### [PROBLEM TO WORK ON]
Except for the pictures, write out all the records that follow exactly.

[Referring expression data]
================

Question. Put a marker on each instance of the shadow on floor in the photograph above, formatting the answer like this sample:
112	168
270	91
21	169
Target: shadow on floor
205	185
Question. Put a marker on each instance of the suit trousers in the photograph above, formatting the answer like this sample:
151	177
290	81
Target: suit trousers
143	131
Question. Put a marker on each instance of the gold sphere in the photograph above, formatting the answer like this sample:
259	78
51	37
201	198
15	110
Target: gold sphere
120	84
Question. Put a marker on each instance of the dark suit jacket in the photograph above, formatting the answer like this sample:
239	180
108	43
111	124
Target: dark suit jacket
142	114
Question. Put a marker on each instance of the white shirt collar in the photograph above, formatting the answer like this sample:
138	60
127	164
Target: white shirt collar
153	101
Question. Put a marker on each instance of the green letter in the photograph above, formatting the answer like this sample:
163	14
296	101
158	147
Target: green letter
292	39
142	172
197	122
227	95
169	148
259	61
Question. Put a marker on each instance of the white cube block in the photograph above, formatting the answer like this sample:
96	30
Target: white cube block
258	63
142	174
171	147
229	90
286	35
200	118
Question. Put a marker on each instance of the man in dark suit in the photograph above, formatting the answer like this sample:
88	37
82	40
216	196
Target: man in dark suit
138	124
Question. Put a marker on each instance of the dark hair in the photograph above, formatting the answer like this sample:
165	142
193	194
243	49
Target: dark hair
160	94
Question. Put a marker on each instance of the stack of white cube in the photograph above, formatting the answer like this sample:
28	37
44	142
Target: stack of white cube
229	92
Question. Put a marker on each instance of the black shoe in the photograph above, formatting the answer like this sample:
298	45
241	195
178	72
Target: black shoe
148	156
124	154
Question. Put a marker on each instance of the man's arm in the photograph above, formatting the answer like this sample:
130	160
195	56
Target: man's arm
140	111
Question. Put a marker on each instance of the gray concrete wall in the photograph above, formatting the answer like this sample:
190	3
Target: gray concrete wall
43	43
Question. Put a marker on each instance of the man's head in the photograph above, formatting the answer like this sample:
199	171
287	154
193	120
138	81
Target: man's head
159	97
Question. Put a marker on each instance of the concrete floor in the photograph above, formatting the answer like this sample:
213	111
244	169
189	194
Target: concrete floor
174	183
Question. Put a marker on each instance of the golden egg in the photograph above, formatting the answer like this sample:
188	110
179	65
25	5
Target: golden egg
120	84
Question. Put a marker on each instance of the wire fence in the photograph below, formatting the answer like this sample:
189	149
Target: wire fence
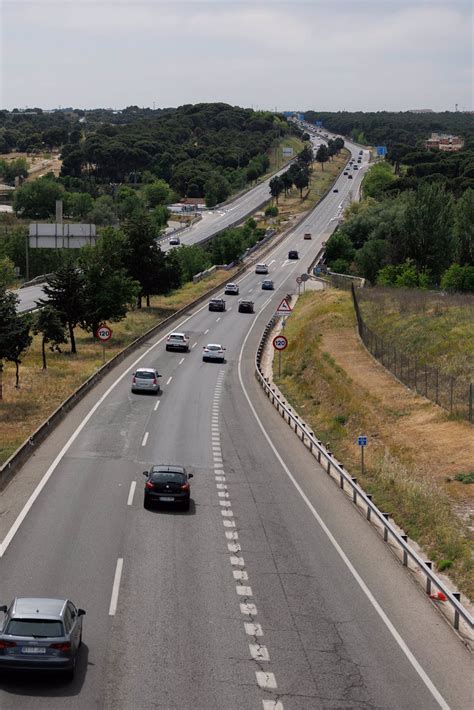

================

### [THE ANSWER]
Question. Put a marker on each instance of the shadow on floor in the photograph above, formatting the answer like this sample:
112	168
270	91
21	169
Target: shadow on floor
205	185
Question. Put a marker on each instance of the suit trousers in the photograph above, formatting the answer like this sample:
151	177
290	81
Target: suit trousers
143	131
Question. Put a marker on each instance of the gold sphere in the photograph above, formatting the answer like this sample:
259	78
51	37
201	198
15	110
Target: gold sphere
120	84
Question. Put a marker on each instance of the dark suit jacket in the photograph above, formatting the answer like this sample:
239	180
108	43
111	124
Target: dark suit jacket
142	114
Question. Put a marker on each instance of the white shirt collar in the photograph above, formatting the answer like this sample:
138	60
127	164
Target: white shirt collar
153	101
Question. Put a marker on each instance of the green letter in the photograph above, formatting the answer like this sample:
163	14
296	101
158	147
Target: green letter
292	39
142	172
197	122
227	95
169	148
259	61
Question. Put a marker on each instance of the white cube block in the photograph above, formatting the answer like this sample:
96	30
Target: white cube block
258	63
142	174
171	147
229	90
286	35
200	118
Question. Put a marker on each instance of the man in dark suit in the photograph above, formatting the answer like this sample:
88	37
82	40
216	196
Target: man in dark suit
138	124
Question. Put a marker on each instance of the dark hair in the photograph above, formatting the answer like this sample:
165	142
193	194
243	49
Target: dark hair
160	94
Question. Put a marker on each instance of the stack of white cube in the photograph above, formatting the answer like this sample:
28	37
44	142
Target: stack of white cube
229	92
Question. Put a marker on each instance of the black shoe in the photograph above, formatting the answer like this sample:
298	45
241	195
178	72
Target: black shoe
148	156
124	154
Question. Put a marker on each instance of the man's arm in the photograph above, formatting the answer like this sample:
130	160
195	56
Target: man's arm
140	111
Question. Put a marker on each instance of the gray concrete wall in the photograph above, formatting the answer like this sample:
190	3
Target: gray concrete wall
43	43
Question. Put a marker on each instance of the man's head in the photograph above, formatting the answer like this sample:
199	171
287	154
193	120
138	81
Target: man's head
159	97
Question. Put a marker on each instance of the concrete floor in the photograph above, formatting the answer like this sample:
213	111
244	169
189	194
Target: concrete floor
174	183
Question. Put a marker on each instance of the golden egg in the photograph above, formatting the answer like this sample:
188	110
179	65
25	5
Target: golden egg
120	84
Question. Put a marker on each instance of the wire fence in the photograph below, formatting the answer like this sample:
189	149
Target: wire fence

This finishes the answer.